» To-do item A:
Transcribe the listing exactly, from its first line through the line that contains "392L752 462L729 353L645".

» Excerpted passage:
+===+

So, I'm passing a pointer to A::printA in line 35 to
B::printB. The called member function printB of object
myB than should deference the passed function pointer
(line 13, not working yet) to invoke again a function
(A::printfA) of the original caller. Thus, myA invokes
myB which in turn invokes myA again.
My first question concerns line 35. What exactly is the
address of &A::printA? When I forward this value to "cout",
(cout << &A::printA) I get the output "1" and not an
address.
Probably you did print "true" because the memberfunction is not null.
Apart from that, I do not see what interest you could have in getting
its adress. If it is out of curiosity, I would recommend you to
examine the value in a debugger instead.
Since A::printA is a non-static member function,
it cannot be considered independent of a concrete object.
Yes it can. A memberfunction is not connected to any concrete object.
I will come back to that later.
Thus, I would assume that &AA::printA is an offset which
must be added to the memory address where a concrete
object of class A is allocated. Adding the start address
and the offset would result in the address where the
function printA of an individual object of class A is
located.

+===+

» Exercise input:

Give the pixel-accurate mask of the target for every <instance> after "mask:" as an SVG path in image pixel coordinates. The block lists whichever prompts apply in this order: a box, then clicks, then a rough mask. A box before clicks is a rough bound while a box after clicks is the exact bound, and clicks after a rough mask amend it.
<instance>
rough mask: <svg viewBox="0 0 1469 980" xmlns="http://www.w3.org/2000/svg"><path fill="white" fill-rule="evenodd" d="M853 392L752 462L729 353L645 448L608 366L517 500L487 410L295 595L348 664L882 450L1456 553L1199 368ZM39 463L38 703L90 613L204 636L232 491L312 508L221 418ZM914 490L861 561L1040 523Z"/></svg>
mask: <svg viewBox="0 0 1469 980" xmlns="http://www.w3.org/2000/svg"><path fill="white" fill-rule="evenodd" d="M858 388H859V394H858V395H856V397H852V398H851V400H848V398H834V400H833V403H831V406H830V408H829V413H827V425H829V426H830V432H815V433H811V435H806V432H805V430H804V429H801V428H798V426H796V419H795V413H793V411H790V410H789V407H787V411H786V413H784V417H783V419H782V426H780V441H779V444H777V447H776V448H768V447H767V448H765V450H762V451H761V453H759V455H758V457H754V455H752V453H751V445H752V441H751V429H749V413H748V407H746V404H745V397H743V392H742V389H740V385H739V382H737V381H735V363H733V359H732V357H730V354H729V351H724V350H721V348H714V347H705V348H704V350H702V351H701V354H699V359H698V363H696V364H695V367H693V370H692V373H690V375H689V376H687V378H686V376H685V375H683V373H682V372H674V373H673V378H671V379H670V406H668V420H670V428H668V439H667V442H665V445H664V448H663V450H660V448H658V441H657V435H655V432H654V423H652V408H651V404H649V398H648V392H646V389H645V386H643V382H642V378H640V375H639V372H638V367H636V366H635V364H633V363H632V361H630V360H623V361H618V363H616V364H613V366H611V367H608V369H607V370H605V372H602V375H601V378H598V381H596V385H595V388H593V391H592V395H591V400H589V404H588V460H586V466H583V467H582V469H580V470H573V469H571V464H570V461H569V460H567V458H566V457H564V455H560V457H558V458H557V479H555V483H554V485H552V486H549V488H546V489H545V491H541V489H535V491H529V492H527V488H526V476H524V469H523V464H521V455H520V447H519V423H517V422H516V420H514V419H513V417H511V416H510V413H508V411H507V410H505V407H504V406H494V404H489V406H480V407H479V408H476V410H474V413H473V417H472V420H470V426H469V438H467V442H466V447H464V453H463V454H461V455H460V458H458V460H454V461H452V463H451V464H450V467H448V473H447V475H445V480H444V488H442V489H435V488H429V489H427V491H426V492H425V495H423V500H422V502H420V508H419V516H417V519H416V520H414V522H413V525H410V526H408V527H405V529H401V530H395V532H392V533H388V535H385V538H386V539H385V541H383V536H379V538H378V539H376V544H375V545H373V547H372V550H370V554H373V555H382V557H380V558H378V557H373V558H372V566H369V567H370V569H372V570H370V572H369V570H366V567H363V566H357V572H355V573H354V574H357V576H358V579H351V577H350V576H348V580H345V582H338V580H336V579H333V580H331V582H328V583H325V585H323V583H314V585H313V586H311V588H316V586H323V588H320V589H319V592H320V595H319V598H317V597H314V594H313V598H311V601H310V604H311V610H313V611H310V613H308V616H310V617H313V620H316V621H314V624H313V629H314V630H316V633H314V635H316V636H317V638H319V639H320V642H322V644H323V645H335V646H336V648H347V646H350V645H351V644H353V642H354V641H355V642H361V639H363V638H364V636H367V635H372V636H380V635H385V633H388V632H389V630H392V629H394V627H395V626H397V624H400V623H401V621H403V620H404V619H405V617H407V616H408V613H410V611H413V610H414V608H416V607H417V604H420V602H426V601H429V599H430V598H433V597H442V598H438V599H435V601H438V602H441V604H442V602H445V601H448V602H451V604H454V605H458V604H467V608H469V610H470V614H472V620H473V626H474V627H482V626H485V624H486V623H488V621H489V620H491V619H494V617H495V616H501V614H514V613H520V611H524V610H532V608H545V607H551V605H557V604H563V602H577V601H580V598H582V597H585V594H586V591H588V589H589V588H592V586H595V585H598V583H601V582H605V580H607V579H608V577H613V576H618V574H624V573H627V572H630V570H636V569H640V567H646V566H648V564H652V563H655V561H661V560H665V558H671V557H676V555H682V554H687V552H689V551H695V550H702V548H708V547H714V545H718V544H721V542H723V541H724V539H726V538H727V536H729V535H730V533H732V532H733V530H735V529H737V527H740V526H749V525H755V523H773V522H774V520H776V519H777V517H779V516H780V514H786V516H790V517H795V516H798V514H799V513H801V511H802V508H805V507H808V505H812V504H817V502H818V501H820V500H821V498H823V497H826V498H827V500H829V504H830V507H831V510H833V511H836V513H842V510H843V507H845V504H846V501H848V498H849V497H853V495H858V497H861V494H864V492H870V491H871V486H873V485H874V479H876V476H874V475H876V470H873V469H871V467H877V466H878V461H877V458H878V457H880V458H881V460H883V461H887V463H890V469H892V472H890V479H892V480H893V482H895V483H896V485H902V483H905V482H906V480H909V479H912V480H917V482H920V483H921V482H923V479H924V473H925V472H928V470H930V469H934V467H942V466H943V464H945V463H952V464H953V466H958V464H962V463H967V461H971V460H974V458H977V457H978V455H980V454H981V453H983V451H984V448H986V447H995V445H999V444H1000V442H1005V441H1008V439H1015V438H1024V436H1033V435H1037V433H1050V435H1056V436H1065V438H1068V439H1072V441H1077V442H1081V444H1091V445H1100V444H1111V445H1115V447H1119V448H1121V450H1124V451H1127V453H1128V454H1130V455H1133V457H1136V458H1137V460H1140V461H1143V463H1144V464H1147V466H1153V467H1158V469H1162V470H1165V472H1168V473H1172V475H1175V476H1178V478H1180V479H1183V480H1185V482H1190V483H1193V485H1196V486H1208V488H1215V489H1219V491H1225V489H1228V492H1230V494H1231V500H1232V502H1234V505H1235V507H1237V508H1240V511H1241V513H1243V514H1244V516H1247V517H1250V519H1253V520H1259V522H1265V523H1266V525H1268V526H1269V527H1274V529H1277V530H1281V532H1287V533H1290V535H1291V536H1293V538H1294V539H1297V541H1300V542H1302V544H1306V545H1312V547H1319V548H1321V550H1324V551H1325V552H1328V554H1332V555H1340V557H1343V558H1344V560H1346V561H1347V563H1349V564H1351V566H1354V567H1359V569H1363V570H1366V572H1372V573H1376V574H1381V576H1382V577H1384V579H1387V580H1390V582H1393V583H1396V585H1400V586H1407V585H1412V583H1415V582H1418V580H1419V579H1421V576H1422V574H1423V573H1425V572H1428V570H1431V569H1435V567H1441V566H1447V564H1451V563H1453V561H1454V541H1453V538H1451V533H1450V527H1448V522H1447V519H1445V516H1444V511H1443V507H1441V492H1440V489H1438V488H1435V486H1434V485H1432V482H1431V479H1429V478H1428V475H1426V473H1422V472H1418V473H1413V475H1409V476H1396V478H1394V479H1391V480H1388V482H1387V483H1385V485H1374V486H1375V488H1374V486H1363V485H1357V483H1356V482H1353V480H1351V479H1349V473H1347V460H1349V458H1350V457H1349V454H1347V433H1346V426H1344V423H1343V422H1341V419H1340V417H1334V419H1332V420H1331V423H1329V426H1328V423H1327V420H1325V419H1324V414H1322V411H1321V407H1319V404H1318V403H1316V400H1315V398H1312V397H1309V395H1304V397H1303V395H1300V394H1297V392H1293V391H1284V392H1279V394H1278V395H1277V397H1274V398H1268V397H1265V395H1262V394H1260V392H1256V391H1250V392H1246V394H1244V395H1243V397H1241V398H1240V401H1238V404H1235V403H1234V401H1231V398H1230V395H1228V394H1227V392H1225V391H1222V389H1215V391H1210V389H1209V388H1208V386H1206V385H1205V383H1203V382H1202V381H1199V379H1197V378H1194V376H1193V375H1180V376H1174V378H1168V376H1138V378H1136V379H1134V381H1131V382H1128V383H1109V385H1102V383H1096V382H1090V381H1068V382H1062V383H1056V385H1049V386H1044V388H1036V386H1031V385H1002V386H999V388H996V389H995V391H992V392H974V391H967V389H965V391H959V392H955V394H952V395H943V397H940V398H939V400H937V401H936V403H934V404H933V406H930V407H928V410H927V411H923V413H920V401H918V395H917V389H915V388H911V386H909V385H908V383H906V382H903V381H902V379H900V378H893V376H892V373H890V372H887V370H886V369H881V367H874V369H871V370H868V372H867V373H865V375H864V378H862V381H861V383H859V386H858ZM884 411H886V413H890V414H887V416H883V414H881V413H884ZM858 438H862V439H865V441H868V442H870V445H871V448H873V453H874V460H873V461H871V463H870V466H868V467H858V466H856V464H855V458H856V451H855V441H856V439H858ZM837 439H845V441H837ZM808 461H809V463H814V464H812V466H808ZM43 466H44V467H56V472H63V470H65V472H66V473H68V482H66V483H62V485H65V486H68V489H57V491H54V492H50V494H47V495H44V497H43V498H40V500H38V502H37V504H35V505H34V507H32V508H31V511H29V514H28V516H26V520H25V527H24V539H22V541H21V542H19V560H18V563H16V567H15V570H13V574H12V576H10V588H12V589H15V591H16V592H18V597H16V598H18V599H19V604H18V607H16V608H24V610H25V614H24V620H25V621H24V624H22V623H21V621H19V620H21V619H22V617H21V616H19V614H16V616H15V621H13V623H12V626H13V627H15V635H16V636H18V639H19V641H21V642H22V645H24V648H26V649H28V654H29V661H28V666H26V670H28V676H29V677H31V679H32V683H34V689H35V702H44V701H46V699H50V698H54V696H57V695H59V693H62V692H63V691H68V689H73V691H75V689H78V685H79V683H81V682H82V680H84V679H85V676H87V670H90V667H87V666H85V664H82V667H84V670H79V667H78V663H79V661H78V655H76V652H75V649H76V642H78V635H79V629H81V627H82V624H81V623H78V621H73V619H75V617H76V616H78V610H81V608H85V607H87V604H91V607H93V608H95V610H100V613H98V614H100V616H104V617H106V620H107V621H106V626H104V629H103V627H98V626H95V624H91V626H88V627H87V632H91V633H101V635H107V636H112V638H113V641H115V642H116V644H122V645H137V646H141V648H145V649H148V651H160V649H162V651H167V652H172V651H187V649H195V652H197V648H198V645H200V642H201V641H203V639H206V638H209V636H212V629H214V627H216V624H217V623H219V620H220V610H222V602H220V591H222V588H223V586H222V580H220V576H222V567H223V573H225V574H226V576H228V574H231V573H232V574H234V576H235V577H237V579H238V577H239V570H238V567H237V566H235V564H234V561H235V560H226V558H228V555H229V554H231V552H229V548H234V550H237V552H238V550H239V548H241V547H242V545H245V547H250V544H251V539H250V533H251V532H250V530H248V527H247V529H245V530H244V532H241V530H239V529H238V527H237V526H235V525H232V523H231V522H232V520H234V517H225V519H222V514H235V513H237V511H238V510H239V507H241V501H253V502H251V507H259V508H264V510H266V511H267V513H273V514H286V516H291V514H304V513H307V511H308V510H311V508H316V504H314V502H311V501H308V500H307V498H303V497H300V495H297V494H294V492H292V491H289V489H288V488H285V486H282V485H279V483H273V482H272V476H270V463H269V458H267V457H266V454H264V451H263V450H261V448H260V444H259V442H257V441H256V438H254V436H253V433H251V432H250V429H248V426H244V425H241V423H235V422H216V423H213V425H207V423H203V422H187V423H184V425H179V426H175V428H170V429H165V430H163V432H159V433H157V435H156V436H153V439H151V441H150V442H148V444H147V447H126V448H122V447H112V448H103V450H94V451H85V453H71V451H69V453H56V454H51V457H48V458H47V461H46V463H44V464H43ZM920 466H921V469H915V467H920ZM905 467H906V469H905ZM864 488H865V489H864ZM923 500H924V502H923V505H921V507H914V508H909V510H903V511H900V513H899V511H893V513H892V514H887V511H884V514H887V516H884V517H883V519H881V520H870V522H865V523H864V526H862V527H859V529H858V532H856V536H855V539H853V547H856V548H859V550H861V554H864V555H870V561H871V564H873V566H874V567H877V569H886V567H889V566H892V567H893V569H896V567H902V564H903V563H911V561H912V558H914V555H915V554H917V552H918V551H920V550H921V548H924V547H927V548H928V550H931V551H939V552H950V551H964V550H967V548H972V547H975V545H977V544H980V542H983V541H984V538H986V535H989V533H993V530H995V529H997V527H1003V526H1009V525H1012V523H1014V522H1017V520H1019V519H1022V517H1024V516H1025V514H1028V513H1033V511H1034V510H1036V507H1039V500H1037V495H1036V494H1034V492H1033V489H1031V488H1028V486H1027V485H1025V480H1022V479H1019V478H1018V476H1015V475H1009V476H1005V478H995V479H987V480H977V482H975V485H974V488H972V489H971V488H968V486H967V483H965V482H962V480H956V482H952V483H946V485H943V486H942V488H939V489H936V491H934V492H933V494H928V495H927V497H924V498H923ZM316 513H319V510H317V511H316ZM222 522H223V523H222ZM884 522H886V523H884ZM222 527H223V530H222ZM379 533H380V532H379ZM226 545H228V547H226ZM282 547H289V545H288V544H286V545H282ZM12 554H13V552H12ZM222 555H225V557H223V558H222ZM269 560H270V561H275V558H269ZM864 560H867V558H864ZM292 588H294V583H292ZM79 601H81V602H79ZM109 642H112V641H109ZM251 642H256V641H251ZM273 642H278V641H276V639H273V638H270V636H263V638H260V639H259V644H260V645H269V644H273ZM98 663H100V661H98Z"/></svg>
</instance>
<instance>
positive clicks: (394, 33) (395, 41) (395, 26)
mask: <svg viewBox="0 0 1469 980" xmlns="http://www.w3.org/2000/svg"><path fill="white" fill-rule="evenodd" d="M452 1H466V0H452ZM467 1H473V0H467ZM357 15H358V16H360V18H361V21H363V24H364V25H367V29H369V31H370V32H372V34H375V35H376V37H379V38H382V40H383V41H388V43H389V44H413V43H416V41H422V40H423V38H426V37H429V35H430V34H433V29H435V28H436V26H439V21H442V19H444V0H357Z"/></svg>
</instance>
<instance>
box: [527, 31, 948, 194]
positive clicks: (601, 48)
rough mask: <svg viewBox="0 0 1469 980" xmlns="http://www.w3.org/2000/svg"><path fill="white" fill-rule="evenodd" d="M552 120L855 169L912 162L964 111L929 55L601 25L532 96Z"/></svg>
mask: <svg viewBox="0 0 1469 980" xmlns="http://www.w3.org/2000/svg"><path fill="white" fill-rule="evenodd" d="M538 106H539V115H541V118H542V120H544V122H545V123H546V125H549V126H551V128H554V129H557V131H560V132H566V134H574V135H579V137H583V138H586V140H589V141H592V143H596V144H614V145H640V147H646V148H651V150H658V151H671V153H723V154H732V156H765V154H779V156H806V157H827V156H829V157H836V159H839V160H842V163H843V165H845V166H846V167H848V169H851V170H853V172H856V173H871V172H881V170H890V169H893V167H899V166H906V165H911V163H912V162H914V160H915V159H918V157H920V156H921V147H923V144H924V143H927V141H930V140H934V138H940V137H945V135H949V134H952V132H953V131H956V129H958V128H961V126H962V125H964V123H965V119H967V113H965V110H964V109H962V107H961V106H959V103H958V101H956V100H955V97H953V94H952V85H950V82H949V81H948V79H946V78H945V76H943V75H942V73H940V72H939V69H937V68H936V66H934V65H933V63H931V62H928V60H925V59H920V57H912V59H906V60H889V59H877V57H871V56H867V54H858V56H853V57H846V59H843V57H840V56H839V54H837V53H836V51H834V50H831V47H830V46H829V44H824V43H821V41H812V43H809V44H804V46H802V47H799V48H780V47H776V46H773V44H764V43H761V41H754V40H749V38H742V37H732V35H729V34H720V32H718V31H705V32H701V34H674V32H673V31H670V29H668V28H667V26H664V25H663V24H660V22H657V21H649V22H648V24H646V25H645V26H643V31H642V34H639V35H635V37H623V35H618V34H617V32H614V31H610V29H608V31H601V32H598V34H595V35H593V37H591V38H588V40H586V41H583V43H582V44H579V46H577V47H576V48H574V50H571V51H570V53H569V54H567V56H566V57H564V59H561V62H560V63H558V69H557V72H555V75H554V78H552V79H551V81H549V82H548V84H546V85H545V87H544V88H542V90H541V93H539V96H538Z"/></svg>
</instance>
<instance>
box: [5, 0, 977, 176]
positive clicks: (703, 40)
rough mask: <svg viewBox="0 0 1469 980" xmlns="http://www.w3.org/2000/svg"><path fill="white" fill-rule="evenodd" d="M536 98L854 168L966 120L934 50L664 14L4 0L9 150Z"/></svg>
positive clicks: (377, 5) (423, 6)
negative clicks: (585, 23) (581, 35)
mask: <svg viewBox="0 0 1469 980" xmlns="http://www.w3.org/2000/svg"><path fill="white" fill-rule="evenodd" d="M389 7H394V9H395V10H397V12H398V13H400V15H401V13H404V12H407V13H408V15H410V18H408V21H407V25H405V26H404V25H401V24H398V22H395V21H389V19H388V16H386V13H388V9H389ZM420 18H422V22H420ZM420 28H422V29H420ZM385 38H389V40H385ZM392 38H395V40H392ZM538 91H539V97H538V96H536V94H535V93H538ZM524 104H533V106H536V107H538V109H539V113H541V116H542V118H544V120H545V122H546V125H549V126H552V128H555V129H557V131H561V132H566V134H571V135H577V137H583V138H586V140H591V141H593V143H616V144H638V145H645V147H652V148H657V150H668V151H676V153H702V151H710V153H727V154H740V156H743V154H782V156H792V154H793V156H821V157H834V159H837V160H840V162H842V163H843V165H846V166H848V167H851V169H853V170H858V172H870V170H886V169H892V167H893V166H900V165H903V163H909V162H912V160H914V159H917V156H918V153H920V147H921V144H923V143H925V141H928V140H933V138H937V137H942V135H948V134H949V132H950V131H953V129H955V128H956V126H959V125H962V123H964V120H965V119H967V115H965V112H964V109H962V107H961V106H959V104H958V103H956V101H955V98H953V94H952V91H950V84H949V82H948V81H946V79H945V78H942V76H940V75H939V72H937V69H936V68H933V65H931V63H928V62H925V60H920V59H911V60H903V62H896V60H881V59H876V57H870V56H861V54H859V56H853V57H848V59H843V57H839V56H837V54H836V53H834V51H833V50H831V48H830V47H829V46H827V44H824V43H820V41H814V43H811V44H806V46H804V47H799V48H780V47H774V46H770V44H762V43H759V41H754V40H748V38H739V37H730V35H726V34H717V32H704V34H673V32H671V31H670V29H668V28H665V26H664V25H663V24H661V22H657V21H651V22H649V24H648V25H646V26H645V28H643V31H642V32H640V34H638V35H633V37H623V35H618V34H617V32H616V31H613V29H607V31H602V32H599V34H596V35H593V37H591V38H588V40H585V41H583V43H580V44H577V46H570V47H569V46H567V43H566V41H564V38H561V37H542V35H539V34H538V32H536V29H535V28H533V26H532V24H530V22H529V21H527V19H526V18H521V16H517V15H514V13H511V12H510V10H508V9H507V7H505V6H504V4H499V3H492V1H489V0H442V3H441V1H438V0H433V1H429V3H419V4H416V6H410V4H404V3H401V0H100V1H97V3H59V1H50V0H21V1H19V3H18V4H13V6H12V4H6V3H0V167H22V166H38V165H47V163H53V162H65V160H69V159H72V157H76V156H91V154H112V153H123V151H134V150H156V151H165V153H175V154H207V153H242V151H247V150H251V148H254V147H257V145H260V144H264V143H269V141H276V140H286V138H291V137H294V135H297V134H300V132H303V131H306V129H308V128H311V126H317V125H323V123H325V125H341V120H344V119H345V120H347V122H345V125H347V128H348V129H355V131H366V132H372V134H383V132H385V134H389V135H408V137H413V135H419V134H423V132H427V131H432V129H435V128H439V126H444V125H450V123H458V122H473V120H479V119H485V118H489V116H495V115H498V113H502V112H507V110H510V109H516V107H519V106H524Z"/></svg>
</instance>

+===+

» To-do item B:
Restate word for word the passage of the member function pointer discussion from "My first question" to "to that later.".

» Answer space A:
Give the pixel-accurate mask of the target for every <instance> after "mask:" as an SVG path in image pixel coordinates. The block lists whichever prompts apply in this order: a box, then clicks, then a rough mask. A box before clicks is a rough bound while a box after clicks is the exact bound, and clicks after a rough mask amend it.
<instance>
rough mask: <svg viewBox="0 0 1469 980" xmlns="http://www.w3.org/2000/svg"><path fill="white" fill-rule="evenodd" d="M853 392L752 462L729 353L645 448L608 366L517 500L487 410L295 595L348 664L882 450L1456 553L1199 368ZM39 463L38 703L90 613L204 636L232 491L312 508L221 418ZM914 490L861 561L1040 523Z"/></svg>

» Answer space B:
My first question concerns line 35. What exactly is the
address of &A::printA? When I forward this value to "cout",
(cout << &A::printA) I get the output "1" and not an
address.
Probably you did print "true" because the memberfunction is not null.
Apart from that, I do not see what interest you could have in getting
its adress. If it is out of curiosity, I would recommend you to
examine the value in a debugger instead.
Since A::printA is a non-static member function,
it cannot be considered independent of a concrete object.
Yes it can. A memberfunction is not connected to any concrete object.
I will come back to that later.